● Tasks for this exercise:
1. List every nebuli subcommand that appears in the passage on distributed queries below.
2. Write the next part of the passage below on distributed queries with nebuli, picking up after its final sentence.

● Quoted text:
┌──

Example command to register a query: nebuli -t topology.yaml register -x "SELECT * FROM stream INTO sink"

Just like the non-distributed implementation, nebuli will perform parsing and logical optimization. Additionally, it will perform placement of each logical operator and decompose the single query plan into multiple query plans. The decomposed query plans are stitched together using network sources and sinks, making them effectively their own queries.

nebuli will then deploy each partial query plan to the relevant workers, returning a distributed ID.

You can observe the state of the individual queries with: nebuli status ID

To stop all queries: nebuli unregister ID

The design document for distributed processing contains additional information and can be found at 20250120_Distributed.md. It describes the data channel implementation as well as the algorithm used for placement decomposition.

└──

● Data excerpt:
┌──

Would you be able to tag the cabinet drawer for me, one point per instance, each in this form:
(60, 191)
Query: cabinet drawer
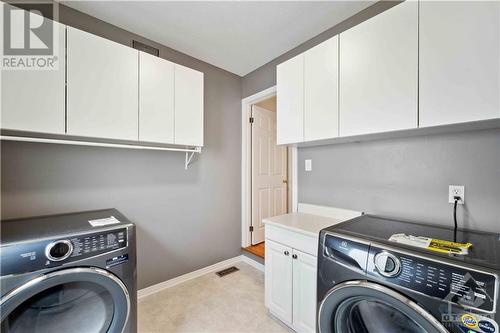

└──

● Results for the exercise:
1. register, status, unregister

2.
Starting Workers in Distributed Mode

By default, NebulaStream workers are not configured for distributed mode. To enable distributed operation, you need to pass two specific arguments when starting a worker:

  • --bind=<address>:<port>: This argument specifies the address and port the worker will listen on. Use 0.0.0.0:<port> to bind to all available network interfaces.
  • --connection=<connection-name>:<port>: This argument specifies the name the worker will use when reaching out to other workers in the distributed topology.

Example: nes-single-node-worker --bind=0.0.0.0:9090 --connection=dns-name:9090 --query...